+++ Extract +++

Defining “Urgent” So Your Team Stops Guessing
The P0-P4 framework that prevents chaos and keeps product teams focused on what matters most.
As your team grows, it’s common for each person to have a different understanding of what is implied by the words “urgent” or “high priority,” leading to costly mistakes for your product and customers. At each company, I find myself re-defining these terms during crises, so I’m sharing my definitions now so you can borrow or adapt the list and skip this step and get back to building amazing world changing products.
P0
P0 tasks require immediate attention.
If you're not at work, you need to come in.
If you're already at work, you should not leave until it's resolved.
If it's the middle of the night, you must wake up to address it.
This is the highest severity level and it should be reserved for complete outages of critical production systems, situations where the software poses a severe risk to human life, a hack from an outside party, or other infrequent but high-impact events that can sink a business or destroy a customer relationship. Use this designation sparingly.
Examples:
A major bug is discovered in an AI-powered medical diagnosis system, and it is actively leading to misdiagnoses and patient harm.
An autonomous vehicle fleet management product experiences a partial outage rendering the vehicle sensors incapable of preventing an accident.
Hackers have gained access to your internal IT systems and are actively siphoning your IP offshore..
P1
A P1 is your top priority during normal business hours.
Nothing else should take precedence during this time
You don't need to go out of your way or interrupt your personal life to address this challenge.
It is still very high priority and should be your ultimate focus, with any other items considered a distraction.
Examples:
A critical bug is identified in the machine learning model used for fraud detection, leading to a surge in missed detections and the costs are stacking up.

+++ Dataset +++

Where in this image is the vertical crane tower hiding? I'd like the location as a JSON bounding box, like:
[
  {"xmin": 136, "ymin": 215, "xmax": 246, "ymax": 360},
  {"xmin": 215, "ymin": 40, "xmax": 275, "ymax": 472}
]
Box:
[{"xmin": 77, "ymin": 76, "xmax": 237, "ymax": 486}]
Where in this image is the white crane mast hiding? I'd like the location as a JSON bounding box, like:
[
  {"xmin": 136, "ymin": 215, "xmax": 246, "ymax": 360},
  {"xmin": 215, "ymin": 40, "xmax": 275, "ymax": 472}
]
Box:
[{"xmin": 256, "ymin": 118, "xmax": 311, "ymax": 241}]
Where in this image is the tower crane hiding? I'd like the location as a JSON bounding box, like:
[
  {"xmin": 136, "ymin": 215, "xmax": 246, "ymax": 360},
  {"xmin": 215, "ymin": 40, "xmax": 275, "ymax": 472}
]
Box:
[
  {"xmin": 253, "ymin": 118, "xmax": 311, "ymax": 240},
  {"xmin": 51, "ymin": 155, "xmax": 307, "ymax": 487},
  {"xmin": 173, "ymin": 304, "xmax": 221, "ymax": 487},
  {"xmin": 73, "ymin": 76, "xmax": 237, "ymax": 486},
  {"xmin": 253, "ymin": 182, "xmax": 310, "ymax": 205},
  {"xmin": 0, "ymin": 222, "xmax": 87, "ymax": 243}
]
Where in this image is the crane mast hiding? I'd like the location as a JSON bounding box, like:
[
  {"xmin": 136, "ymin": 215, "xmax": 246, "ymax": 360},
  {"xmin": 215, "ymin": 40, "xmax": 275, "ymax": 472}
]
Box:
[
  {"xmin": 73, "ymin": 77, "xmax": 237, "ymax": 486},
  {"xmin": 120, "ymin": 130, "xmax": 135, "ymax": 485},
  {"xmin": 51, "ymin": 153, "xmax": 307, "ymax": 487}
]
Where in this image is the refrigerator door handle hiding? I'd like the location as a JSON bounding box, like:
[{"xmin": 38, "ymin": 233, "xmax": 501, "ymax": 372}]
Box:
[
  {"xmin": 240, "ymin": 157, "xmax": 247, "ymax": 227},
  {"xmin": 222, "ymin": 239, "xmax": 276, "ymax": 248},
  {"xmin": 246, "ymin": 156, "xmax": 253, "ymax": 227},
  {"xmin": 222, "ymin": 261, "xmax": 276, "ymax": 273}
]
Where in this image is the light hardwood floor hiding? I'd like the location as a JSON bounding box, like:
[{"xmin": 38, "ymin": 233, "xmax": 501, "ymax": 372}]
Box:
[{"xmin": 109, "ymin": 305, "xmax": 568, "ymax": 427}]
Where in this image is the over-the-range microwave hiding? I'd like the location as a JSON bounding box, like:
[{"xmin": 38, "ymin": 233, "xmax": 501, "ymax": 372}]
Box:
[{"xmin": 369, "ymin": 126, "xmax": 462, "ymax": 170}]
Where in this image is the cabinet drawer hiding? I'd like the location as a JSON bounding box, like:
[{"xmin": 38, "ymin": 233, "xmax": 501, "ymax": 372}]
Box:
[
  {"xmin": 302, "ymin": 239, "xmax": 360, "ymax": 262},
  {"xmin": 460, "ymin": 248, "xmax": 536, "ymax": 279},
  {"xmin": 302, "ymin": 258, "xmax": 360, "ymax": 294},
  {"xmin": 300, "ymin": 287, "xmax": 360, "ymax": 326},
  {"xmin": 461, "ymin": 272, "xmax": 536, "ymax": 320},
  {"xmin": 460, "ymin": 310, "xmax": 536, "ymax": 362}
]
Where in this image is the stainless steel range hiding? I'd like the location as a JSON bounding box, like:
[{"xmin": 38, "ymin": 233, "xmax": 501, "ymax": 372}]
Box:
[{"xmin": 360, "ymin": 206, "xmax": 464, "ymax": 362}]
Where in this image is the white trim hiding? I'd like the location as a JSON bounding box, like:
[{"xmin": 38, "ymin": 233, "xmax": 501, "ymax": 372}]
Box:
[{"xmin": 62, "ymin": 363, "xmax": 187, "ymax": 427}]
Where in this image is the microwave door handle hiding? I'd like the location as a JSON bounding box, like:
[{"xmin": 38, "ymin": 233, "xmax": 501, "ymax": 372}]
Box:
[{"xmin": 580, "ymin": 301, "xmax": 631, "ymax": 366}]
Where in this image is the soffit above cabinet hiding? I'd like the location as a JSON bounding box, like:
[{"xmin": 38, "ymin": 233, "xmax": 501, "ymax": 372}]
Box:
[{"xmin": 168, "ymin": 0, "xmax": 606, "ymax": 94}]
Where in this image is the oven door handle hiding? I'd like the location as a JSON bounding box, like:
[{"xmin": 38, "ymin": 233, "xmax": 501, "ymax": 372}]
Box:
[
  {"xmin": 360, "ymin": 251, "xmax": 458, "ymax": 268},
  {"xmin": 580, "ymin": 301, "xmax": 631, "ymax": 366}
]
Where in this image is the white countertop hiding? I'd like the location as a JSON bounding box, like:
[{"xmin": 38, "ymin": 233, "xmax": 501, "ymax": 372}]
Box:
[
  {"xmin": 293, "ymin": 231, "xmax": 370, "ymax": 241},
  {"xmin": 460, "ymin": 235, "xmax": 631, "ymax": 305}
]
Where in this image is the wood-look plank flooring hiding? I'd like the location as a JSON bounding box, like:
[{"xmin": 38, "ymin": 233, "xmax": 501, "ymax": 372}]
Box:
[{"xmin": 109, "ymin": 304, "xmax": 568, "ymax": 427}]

+++

What you will do
1. According to the P0-P4 framework text, when is a P1 your top priority?
2. Duplicate the passage of the P0-P4 framework text from "An autonomous vehicle" to "your IP offshore..".
The data records are a separate body of material from the framework text.

Response list
1. During normal business hours.

2.
An autonomous vehicle fleet management product experiences a partial outage rendering the vehicle sensors incapable of preventing an accident.
Hackers have gained access to your internal IT systems and are actively siphoning your IP offshore..